Dataset items

== Segment start ==

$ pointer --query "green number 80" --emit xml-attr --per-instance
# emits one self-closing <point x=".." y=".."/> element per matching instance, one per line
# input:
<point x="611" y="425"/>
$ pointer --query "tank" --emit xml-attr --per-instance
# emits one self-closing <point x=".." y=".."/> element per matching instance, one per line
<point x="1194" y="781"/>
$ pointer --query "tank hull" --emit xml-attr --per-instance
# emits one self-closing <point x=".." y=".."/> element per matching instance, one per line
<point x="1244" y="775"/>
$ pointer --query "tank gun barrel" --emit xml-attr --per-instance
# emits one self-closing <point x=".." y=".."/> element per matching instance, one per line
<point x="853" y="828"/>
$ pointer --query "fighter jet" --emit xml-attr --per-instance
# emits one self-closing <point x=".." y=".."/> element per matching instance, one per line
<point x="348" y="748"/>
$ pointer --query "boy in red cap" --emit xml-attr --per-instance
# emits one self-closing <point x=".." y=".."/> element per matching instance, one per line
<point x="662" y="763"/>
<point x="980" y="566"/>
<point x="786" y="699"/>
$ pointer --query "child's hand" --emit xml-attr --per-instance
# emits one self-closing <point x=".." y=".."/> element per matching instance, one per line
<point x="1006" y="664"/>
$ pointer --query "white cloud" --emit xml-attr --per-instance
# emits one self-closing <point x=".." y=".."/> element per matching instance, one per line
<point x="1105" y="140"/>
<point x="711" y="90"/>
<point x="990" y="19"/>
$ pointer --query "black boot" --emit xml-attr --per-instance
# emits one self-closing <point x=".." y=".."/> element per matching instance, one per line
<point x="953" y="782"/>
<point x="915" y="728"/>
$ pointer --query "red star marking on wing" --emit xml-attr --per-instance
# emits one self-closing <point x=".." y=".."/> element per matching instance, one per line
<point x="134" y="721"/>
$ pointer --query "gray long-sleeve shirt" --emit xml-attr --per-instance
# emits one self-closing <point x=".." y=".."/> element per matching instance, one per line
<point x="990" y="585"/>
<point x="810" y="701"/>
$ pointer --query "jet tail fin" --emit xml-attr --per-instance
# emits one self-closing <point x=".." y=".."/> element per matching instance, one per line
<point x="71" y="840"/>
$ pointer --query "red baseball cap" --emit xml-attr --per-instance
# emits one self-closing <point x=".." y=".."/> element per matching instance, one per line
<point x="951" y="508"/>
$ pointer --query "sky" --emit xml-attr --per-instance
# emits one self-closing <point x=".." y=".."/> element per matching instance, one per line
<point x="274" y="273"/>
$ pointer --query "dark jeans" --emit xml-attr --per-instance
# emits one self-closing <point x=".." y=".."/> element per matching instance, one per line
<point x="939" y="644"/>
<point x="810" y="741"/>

== Segment end ==

TASK TO COMPLETE =>
Retyping the data above exactly and in full is the task.

RESULT BELOW =>
$ pointer --query "green number 80" --emit xml-attr --per-instance
# emits one self-closing <point x=".." y=".."/> element per matching instance, one per line
# input:
<point x="611" y="425"/>
$ pointer --query "tank" --emit xml-attr --per-instance
# emits one self-closing <point x=".." y=".."/> element per matching instance, one per line
<point x="1194" y="781"/>
$ pointer --query "tank hull" --emit xml-attr --per-instance
# emits one self-closing <point x=".." y=".."/> element per matching instance, one per line
<point x="1244" y="775"/>
$ pointer --query "tank gun barrel" --emit xml-attr --per-instance
# emits one self-closing <point x=".." y=".."/> element per matching instance, one per line
<point x="853" y="828"/>
$ pointer --query "fighter jet" --emit xml-attr --per-instance
# emits one self-closing <point x=".." y=".."/> element per matching instance, one per line
<point x="348" y="748"/>
$ pointer --query "boy in red cap" --emit xml-attr --per-instance
# emits one self-closing <point x=".." y=".."/> element per matching instance, one per line
<point x="662" y="763"/>
<point x="980" y="566"/>
<point x="786" y="699"/>
$ pointer --query "child's hand" --emit xml-attr --per-instance
# emits one self-closing <point x=".." y=".."/> element per matching instance, one per line
<point x="1006" y="664"/>
$ pointer --query "white cloud" --emit xml-attr --per-instance
# emits one self-closing <point x=".." y=".."/> element per matching instance, one per line
<point x="1105" y="140"/>
<point x="711" y="90"/>
<point x="990" y="19"/>
$ pointer --query "black boot" --emit xml-attr --per-instance
# emits one self-closing <point x=".." y=".."/> element per matching instance, one per line
<point x="953" y="782"/>
<point x="915" y="728"/>
$ pointer --query "red star marking on wing" --emit xml-attr --per-instance
# emits one self-closing <point x=".." y=".."/> element per matching instance, one per line
<point x="134" y="721"/>
$ pointer --query "gray long-sleeve shirt" --emit xml-attr --per-instance
# emits one self-closing <point x=".." y=".."/> element per matching instance, one per line
<point x="990" y="585"/>
<point x="810" y="701"/>
$ pointer --query "jet tail fin" --emit xml-attr --per-instance
# emits one self-closing <point x=".." y=".."/> element per matching instance, one per line
<point x="71" y="840"/>
$ pointer --query "red baseball cap" --emit xml-attr --per-instance
# emits one self-closing <point x=".." y=".."/> element per matching instance, one per line
<point x="951" y="508"/>
$ pointer --query "sky" --emit xml-attr --per-instance
# emits one self-closing <point x=".." y=".."/> element per matching instance, one per line
<point x="274" y="273"/>
$ pointer --query "dark jeans" --emit xml-attr --per-instance
# emits one self-closing <point x=".." y=".."/> element per matching instance, one per line
<point x="939" y="644"/>
<point x="810" y="741"/>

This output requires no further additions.